[Opening Material shown section]

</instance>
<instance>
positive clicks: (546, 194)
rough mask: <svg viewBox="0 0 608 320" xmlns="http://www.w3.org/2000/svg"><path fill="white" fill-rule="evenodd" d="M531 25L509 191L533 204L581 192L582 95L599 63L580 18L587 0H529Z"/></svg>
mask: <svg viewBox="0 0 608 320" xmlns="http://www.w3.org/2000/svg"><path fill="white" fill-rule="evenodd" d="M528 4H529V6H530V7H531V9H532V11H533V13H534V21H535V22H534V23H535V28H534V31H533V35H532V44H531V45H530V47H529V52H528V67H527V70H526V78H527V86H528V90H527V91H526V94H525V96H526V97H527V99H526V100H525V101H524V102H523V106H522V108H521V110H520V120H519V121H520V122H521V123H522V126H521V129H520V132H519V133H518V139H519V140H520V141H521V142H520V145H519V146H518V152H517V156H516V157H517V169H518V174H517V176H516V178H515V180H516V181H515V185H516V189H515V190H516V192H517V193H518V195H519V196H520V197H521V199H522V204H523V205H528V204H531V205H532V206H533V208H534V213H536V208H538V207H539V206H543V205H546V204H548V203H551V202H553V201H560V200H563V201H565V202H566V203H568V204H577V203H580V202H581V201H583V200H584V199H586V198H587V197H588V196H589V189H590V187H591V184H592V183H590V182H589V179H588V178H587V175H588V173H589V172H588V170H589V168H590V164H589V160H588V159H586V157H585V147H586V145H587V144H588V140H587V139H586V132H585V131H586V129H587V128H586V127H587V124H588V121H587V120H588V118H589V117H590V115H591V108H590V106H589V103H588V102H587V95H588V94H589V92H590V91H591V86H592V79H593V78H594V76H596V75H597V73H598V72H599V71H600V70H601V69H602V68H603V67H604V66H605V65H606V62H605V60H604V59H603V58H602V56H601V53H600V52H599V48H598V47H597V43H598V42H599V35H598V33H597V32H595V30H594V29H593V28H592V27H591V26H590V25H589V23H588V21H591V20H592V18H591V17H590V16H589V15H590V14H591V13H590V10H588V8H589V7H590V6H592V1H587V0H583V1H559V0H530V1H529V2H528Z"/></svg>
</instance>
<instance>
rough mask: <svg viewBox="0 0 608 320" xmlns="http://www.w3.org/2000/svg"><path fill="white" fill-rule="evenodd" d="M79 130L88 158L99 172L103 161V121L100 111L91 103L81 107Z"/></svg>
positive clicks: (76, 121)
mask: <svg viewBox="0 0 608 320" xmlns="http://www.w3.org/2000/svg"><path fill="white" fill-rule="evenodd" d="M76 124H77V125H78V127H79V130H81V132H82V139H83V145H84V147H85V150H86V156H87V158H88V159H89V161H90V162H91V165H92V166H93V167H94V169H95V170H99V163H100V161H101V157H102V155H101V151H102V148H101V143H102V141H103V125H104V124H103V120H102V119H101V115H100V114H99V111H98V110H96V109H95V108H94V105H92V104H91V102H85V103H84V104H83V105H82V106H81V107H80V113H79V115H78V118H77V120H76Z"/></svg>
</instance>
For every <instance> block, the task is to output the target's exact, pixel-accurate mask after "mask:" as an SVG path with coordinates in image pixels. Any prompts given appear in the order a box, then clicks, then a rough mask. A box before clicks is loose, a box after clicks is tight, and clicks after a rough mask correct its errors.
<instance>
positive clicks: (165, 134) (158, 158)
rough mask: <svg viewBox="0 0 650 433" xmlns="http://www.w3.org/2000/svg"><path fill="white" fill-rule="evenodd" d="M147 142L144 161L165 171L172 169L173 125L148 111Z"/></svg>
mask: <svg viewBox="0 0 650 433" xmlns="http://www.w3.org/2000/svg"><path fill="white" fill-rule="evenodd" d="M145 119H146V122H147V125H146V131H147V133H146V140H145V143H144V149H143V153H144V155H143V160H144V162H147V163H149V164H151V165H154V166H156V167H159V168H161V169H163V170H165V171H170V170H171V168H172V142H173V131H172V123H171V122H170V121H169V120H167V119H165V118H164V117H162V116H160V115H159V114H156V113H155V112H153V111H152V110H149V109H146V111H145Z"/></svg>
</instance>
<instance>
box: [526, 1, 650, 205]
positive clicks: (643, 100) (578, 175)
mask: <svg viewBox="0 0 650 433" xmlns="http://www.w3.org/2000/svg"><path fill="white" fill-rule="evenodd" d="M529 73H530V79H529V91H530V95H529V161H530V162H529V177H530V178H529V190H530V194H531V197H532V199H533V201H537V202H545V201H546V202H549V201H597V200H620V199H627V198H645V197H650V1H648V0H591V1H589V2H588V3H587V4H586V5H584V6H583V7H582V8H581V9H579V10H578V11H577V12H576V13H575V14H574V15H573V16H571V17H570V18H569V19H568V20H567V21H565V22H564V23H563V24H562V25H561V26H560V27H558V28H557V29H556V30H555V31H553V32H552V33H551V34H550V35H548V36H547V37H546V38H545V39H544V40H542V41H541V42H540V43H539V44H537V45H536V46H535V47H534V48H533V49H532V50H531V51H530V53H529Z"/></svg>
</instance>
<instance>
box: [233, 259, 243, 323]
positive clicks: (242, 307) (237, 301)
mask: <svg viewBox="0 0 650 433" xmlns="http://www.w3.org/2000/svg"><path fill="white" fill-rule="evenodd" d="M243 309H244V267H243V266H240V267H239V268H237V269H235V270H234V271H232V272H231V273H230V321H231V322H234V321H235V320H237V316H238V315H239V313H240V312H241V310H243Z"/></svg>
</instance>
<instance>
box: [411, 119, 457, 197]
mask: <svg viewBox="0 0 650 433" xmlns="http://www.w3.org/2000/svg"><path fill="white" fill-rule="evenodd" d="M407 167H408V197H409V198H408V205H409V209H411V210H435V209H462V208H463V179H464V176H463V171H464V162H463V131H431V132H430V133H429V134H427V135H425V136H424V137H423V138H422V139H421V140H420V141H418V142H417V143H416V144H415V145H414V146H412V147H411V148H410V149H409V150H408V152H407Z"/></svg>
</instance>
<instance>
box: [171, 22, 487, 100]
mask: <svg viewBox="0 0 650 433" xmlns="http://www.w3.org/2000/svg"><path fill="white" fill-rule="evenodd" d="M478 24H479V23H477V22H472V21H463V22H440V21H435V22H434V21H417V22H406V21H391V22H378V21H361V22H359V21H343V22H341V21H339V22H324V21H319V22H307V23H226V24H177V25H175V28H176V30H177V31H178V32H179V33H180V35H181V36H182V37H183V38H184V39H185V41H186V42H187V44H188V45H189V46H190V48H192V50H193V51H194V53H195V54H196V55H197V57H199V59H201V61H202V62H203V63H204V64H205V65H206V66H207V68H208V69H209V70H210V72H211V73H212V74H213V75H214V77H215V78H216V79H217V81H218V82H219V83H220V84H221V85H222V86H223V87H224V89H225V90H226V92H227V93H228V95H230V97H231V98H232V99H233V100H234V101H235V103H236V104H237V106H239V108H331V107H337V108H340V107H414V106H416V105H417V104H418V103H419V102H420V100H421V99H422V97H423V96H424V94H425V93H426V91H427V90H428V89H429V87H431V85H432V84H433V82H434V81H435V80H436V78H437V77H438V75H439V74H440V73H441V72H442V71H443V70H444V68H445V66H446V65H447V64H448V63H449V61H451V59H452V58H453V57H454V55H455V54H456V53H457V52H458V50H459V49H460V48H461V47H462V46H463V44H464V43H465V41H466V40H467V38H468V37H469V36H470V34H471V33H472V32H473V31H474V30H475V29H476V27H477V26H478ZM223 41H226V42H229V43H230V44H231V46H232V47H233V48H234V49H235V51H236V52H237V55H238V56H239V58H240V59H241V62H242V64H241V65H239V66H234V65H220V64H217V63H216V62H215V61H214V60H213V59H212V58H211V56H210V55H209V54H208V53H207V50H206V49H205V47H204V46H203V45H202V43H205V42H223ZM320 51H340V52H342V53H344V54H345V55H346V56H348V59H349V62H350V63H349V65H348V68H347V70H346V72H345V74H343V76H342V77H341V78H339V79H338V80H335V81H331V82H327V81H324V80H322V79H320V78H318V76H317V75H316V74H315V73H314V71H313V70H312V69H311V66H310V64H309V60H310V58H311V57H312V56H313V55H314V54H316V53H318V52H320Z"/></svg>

[Closing Material shown section]
[Opening Material shown section]

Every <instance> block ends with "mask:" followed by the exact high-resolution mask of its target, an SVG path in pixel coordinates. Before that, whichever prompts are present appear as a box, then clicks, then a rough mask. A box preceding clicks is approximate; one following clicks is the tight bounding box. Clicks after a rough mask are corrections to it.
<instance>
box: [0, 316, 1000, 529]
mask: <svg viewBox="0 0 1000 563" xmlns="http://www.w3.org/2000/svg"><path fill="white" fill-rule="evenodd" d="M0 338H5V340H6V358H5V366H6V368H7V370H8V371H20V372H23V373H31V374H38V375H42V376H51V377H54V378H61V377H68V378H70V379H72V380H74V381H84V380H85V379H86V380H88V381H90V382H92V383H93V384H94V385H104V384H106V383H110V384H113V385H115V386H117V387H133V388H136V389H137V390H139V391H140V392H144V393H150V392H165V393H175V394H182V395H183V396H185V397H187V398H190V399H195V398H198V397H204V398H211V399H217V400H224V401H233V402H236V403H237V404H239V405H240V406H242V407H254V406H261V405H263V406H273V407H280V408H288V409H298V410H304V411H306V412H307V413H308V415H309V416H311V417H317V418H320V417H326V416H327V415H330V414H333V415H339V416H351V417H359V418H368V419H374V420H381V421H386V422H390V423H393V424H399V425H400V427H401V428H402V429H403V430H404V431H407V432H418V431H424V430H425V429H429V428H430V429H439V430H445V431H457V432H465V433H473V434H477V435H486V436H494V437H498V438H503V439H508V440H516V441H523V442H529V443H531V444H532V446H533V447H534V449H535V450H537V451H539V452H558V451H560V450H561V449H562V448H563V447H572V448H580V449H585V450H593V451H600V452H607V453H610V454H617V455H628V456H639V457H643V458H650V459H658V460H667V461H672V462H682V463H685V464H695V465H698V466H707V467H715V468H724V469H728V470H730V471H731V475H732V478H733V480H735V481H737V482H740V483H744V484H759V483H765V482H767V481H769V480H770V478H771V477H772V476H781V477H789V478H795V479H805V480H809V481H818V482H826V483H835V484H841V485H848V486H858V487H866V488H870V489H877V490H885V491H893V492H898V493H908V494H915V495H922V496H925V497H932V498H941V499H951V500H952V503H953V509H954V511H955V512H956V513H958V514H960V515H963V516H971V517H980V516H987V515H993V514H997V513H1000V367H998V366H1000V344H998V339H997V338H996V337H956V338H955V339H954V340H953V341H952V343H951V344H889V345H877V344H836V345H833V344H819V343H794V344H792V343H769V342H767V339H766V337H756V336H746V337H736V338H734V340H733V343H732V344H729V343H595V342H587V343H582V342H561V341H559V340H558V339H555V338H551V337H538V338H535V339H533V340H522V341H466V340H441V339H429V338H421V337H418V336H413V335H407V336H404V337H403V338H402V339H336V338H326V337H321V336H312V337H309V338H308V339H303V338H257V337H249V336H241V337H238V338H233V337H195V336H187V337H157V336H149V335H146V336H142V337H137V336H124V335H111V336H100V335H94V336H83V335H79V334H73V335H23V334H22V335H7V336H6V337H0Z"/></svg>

[Closing Material shown section]
[Opening Material shown section]

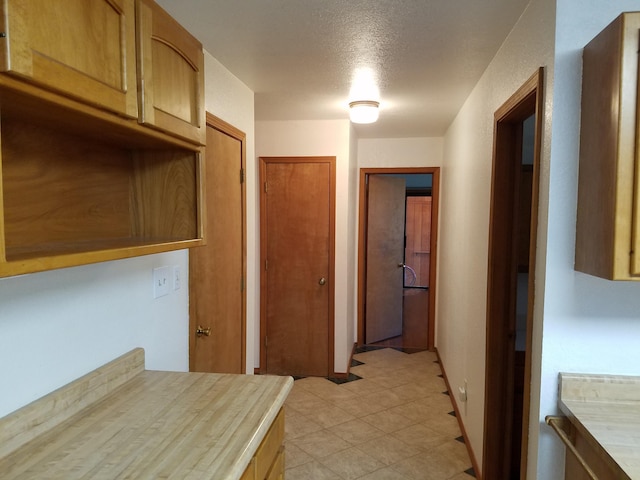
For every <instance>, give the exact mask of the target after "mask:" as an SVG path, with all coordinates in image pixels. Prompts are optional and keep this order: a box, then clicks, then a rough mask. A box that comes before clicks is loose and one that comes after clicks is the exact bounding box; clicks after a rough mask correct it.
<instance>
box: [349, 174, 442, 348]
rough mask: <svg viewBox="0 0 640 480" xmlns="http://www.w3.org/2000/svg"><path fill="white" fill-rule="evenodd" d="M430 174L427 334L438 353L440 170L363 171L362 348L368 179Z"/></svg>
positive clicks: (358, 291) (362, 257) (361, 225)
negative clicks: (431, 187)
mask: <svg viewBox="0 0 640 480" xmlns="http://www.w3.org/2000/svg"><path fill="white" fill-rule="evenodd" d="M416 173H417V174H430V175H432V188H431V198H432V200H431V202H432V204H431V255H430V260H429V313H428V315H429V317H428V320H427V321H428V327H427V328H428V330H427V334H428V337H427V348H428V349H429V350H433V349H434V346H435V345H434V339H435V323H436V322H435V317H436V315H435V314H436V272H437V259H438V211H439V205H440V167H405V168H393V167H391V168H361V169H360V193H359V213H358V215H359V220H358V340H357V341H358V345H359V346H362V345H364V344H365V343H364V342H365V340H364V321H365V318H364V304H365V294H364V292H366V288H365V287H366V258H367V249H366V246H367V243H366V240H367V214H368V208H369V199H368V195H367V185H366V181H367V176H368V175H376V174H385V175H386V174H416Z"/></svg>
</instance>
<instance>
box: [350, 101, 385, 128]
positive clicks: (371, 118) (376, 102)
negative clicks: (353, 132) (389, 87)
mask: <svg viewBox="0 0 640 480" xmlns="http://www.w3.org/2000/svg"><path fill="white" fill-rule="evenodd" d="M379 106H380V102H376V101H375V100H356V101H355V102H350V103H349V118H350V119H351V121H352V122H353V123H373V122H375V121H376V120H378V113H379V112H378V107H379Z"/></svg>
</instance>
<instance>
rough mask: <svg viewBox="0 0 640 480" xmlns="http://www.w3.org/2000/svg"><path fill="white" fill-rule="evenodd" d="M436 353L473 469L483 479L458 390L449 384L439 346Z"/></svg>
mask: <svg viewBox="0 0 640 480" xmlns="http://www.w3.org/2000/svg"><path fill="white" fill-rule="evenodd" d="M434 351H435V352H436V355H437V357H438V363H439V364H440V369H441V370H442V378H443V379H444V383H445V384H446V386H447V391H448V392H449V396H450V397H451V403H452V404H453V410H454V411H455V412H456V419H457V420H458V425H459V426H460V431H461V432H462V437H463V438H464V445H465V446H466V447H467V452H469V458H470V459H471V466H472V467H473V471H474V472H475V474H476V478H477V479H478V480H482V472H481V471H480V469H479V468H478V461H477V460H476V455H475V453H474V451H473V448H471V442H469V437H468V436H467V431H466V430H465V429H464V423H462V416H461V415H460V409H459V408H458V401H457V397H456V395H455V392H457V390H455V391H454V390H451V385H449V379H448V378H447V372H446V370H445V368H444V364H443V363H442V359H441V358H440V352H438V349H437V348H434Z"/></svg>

[Closing Material shown section]

* Directions *
Count the lines in the rows above that contain the word "coordinates", and reply with that number alone.

* Task solution *
3